**WORK INSTRUCTION:** Gather all lines from the material that contain the word "tiled".

**SUPPLIED DATA:**
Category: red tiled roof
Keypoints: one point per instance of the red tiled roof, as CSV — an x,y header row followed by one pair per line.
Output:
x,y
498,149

**RESULT FOR THIS EXERCISE:**
Category: red tiled roof
Keypoints: one point per instance of the red tiled roof, as CSV — an x,y header row followed by one pair per line.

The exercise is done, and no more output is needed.